_YOUR TASK_: Output the data below in full, byte for byte. Nothing may differ.

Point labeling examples
------------------------------------------------------------------------

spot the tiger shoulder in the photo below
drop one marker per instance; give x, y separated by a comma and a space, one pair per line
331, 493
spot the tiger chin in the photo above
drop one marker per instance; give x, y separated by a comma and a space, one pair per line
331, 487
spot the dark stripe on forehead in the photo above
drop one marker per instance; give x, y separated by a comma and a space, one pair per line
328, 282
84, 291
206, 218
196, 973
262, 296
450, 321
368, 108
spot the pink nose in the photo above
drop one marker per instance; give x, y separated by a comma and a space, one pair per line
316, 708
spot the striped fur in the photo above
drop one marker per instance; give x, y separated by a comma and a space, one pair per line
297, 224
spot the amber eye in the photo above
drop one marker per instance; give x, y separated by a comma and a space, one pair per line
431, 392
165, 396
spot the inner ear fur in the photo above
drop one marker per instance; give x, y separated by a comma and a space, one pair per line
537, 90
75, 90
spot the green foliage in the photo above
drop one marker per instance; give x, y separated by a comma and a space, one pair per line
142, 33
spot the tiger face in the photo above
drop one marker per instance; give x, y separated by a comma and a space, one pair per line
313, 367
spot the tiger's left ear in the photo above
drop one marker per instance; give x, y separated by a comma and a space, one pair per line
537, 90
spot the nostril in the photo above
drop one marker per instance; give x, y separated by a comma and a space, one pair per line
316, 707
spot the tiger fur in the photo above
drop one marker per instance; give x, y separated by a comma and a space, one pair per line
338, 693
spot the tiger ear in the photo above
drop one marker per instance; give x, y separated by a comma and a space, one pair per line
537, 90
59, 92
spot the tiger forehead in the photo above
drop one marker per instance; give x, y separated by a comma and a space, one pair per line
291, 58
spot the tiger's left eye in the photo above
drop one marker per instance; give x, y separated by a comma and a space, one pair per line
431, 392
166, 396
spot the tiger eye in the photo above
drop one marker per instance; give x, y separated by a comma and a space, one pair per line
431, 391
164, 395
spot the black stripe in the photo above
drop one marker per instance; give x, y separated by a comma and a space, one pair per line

------------------------------------------------------------------------

_REPLY TO THE EXERCISE_:
spot the tiger shoulder in the photo below
drop one marker per instance; give x, y separated by a comma and a space, one pair per line
331, 493
spot the tiger chin in the photo above
drop one marker per instance; give x, y separated by a comma and a space, one pair per line
331, 487
spot the dark stripe on forehead in the photo above
drop one marker per instance; give x, y separated by a comma and a space, one pair per line
328, 282
84, 291
206, 218
196, 973
262, 296
450, 321
368, 108
spot the pink nose in the photo above
drop one marker per instance; give x, y separated by a comma and a space, one pair per line
316, 708
spot the striped fur in the photo above
drop one marker per instance; give x, y separated by a comma and a space, one pair per line
297, 224
spot the amber eye in the photo above
drop one marker per instance; give x, y separated by a comma and a space, one pair per line
431, 392
165, 396
spot the inner ear fur in the photo above
drop one marker per instance; give x, y separated by a comma and a space, one pair per line
537, 90
75, 90
spot the green foliage in the photo above
drop one marker per instance; give x, y separated by a comma and a space, one pair per line
142, 33
spot the tiger face in the photo above
drop one marker per instance; give x, y separated by a comma and a space, one pair per line
313, 367
spot the tiger's left ear in the photo above
drop one marker per instance; give x, y separated by a comma and a space, one pair per line
537, 90
spot the nostril in the photo above
drop one marker per instance; give x, y separated by a comma and a space, one pair per line
316, 707
spot the tiger fur in the photo above
drop one marker per instance; give x, y separated by a comma and a space, one pair per line
338, 693
spot the tiger ear in the photo above
drop one marker per instance; give x, y separated by a comma and a space, one pair per line
537, 90
59, 92
spot the tiger forehead in the photo above
drop one marker per instance; give x, y separated by a comma and a space, one pair per line
291, 58
spot the tiger's left eye in the photo above
drop one marker per instance; give x, y separated by a comma and a space, one pair per line
431, 392
166, 396
spot the tiger eye in the photo above
drop one marker per instance; give x, y separated by a comma and a space, one pair per line
431, 391
164, 395
spot the black stripe in the photo above
drop one marker per instance; give x, y separated by a comma and a space, one pair per line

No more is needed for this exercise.